Eurobasket 2009 | Elde Var Bir ! 84-76


Turnuvalara Litvanya ile başlama geleneği ile başladığımız Avrupa Şampiyonası'na düşüncelerin aksine iyi başlayarak üzerimizde ki ölü toprağı attık. Maçtan önce şampiyona öncesi oynamış olduğumuz Efes Pilsen World Cup'ta sergilediğimiz basketbol akıllarda soru işaretleri bırakmıştı. Hücumda istediğimiz istikrarı sağlayamadığımız gibi savunmada oldukça aksamıştık. Bunun sonucunda turnuvayı kötü bir şekilde bitirmiştik.


Bu kötü turnuvanın ardından bugün Litvanya karşısına çıktık. Maça takımın en önemli parçalarından biri olan Ömer Onan'dan yoksun olarak başladık. Geçirdiği rahatsızlık sonucu takımı yalnız bırakmıştı Ömer. Bu kötü hadisenin ardından kafalardaki soru işaretleri yerini umutsuzluğa bırakıyordu.

Maça iki oyun kurucu ile başlayan Tanjevic, topa baskıyı düşünerek savunmanın daha önde olacağını açıkça belli ediyordu. Keza oyunun ilk anlarında topa baskıyı maksimum seviyede tutarak savunma sertliğini ilk dakikalarda yakalamayı başarıyorduk. Bu dönemde hücumda Ersan ile şutlarda isabet sağladık. Takımda ki en önemli sorunlardan biri olan inişli-çıkışlı oyununumuzun baş göstermesiyle beraber Litvanya öne geçmesini bildi. Bu dakikalarda savunmada çok kolay sayılara izin verdik. İlk periyotta kenardan gelen Bekir'in vermiş olduğu katkı ile periyodu 22-19 geride kapattık.


İkinci çeyrekte savunmaların bir kademe daha yükseldiği farkedildi. Bu dönemde pota altı zayıflığımızdan yararlanan Petravicius, Lavrinovic ile iyi anlaşarak kolay sayılara imzasını attı. Bu bölümde savunmada zorlanırken hücumda, Hidayet'in insiyatifi elini almasıyla Milli takım maça geri döndü. Savunmada Oğuz'un devreye girmesiyle savunmada toparlanan millilerimiz pota altından sayı bulabileceğimizi farkederek Oğuz ile potaya gitti ve İlk yarı 39-39 berabere sonuçlandı.

İkinci yarıya ekstra sayılar ile başlamamız maçın kırılma noktalarından gösterebilir. Özellikle Ender ve Sinan'ın üst üste bulduğu dış atışlar takımımızı skor anlamında baya bir rahatlamasını ve savunmaya daha iyi konsantre olmasını sağladı. Bu arada maçta pek gözükmeyen Kleiza Litvanya hücumunu tek başına sırtlanarak maça geri dönmelerini sağladı ve üçüncü periyodu 63-58 önde kapattık.

- - - - - - -

| Görev 1 |
Eurobasket 2009 maç yazısındaki "Maça takımın en önemli parçalarından biri olan Ömer Onan'dan yoksun olarak başladık." cümlesini İngilizceye çevirin.

| Görev verisi |
- - - - - - -

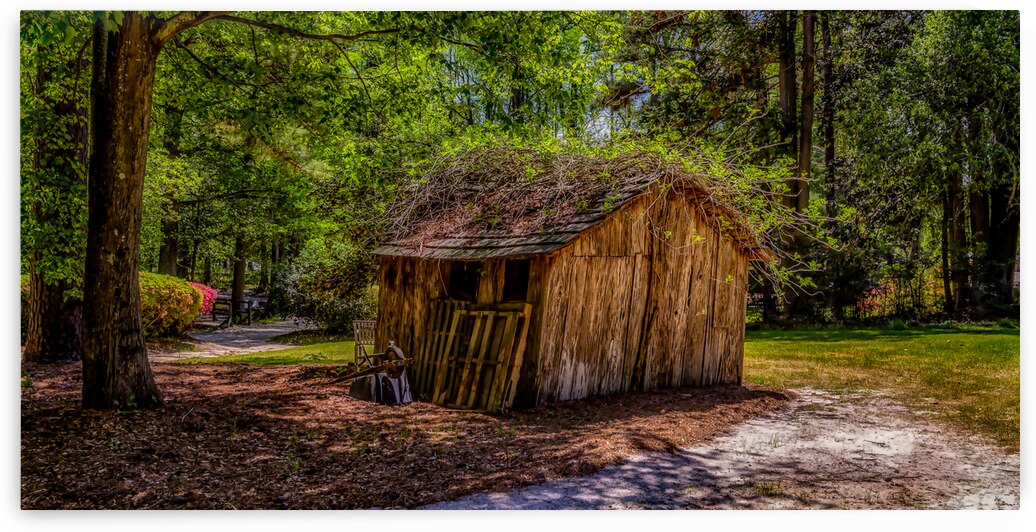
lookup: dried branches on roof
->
[386,147,771,260]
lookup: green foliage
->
[21,11,89,297]
[137,271,202,337]
[278,240,377,331]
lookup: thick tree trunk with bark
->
[83,12,162,409]
[22,258,83,362]
[83,11,220,409]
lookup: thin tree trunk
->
[201,257,212,287]
[159,213,180,275]
[949,175,970,313]
[777,11,799,209]
[83,11,162,409]
[986,181,1020,316]
[256,243,269,293]
[188,238,198,282]
[795,10,816,212]
[22,256,83,362]
[819,11,845,322]
[230,235,246,323]
[821,11,838,218]
[22,40,89,362]
[940,189,955,315]
[968,183,989,314]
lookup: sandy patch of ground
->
[21,362,788,509]
[148,320,311,362]
[427,389,1019,509]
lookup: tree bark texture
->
[949,175,971,314]
[777,11,799,209]
[83,11,220,409]
[230,235,247,323]
[22,258,83,362]
[821,11,838,218]
[83,11,162,409]
[795,11,816,212]
[159,212,180,275]
[985,181,1021,308]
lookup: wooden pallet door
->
[432,303,531,412]
[411,299,468,400]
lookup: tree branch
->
[217,14,400,42]
[154,11,227,47]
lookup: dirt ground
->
[147,320,311,362]
[422,390,1018,509]
[21,362,787,509]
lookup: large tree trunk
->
[83,11,220,409]
[83,12,162,409]
[940,189,955,315]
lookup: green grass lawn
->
[745,326,1020,450]
[179,342,353,364]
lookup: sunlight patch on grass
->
[745,327,1020,450]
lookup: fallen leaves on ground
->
[22,363,788,509]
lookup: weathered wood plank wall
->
[376,184,748,407]
[537,191,747,403]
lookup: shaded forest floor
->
[22,362,788,509]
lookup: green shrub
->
[140,271,202,337]
[278,241,378,332]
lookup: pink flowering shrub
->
[140,271,203,337]
[188,280,217,315]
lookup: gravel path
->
[426,389,1019,509]
[150,320,310,362]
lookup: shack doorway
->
[416,299,531,412]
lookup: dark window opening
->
[503,260,529,301]
[449,261,482,302]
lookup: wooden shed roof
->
[374,176,772,261]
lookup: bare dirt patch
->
[21,353,787,509]
[432,389,1019,509]
[147,320,309,362]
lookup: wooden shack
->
[375,153,769,411]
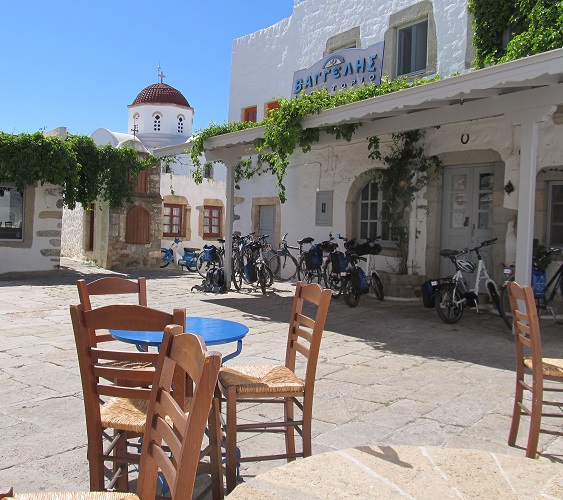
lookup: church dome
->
[131,83,190,108]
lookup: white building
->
[63,73,225,267]
[206,0,563,292]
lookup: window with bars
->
[397,20,428,76]
[203,205,222,238]
[162,203,184,238]
[358,181,389,241]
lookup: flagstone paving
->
[0,259,563,493]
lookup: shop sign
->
[292,42,384,95]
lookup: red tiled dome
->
[131,83,190,107]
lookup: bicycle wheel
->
[268,254,299,281]
[196,250,222,278]
[370,271,385,300]
[434,285,463,323]
[344,280,361,307]
[160,249,170,267]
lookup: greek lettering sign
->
[293,42,384,95]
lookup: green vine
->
[0,132,157,208]
[468,0,563,68]
[190,76,439,203]
[368,130,442,274]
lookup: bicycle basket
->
[456,260,475,273]
[203,245,217,262]
[305,245,321,271]
[350,267,369,293]
[330,252,346,273]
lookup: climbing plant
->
[0,132,157,208]
[187,76,439,203]
[468,0,563,68]
[368,130,442,274]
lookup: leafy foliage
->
[0,132,157,208]
[368,130,442,274]
[191,76,439,203]
[469,0,563,68]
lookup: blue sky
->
[0,0,293,135]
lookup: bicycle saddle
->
[297,236,315,245]
[440,249,459,257]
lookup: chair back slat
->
[138,327,221,500]
[285,282,332,384]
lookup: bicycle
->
[331,235,384,307]
[434,238,501,323]
[243,234,274,295]
[160,238,200,271]
[268,233,299,281]
[500,247,563,330]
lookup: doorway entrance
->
[440,165,494,276]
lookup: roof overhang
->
[196,49,563,161]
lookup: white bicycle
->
[432,238,501,323]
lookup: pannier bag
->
[330,252,346,273]
[420,280,438,308]
[350,267,369,293]
[532,269,546,299]
[354,241,381,255]
[305,245,321,271]
[244,259,258,283]
[203,245,217,262]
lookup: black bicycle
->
[500,247,563,330]
[268,233,299,281]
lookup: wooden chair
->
[507,282,563,458]
[70,304,223,498]
[218,283,331,493]
[0,325,225,500]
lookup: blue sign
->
[293,42,384,95]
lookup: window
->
[125,206,150,244]
[358,182,389,240]
[153,115,160,132]
[203,205,222,238]
[266,101,280,117]
[0,186,24,240]
[162,203,184,237]
[203,161,213,179]
[397,20,428,76]
[547,181,563,247]
[315,191,333,226]
[242,106,257,122]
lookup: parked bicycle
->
[434,238,501,323]
[500,247,563,330]
[160,238,200,271]
[323,235,385,301]
[268,233,299,281]
[327,235,384,307]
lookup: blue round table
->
[109,316,248,362]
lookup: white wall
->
[229,0,468,121]
[0,184,62,274]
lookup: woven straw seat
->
[219,365,305,394]
[524,358,563,378]
[11,491,139,500]
[219,283,332,493]
[507,282,563,458]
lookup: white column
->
[223,158,240,290]
[507,106,555,285]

- - - - - - -

| Görev 2 |
Maç yazısının altındaki satırlarda "lookup: wooden chair" içeren satırla açılıp "[242,106,257,122]" içeren satırla kapanan bölümü, iki uç satır dahil, olduğu gibi yeniden yazın.

| Çözümlü cevap 1 |
We started the game without Ömer Onan, one of the most important pieces of the team.

| Çözümlü cevap 2 |
lookup: wooden chair
->
[507,282,563,458]
[70,304,223,498]
[218,283,331,493]
[0,325,225,500]
lookup: blue sign
->
[293,42,384,95]
lookup: window
->
[125,206,150,244]
[358,182,389,240]
[153,115,160,132]
[203,205,222,238]
[266,101,280,117]
[0,186,24,240]
[162,203,184,237]
[203,161,213,179]
[397,20,428,76]
[547,181,563,247]
[315,191,333,226]
[242,106,257,122]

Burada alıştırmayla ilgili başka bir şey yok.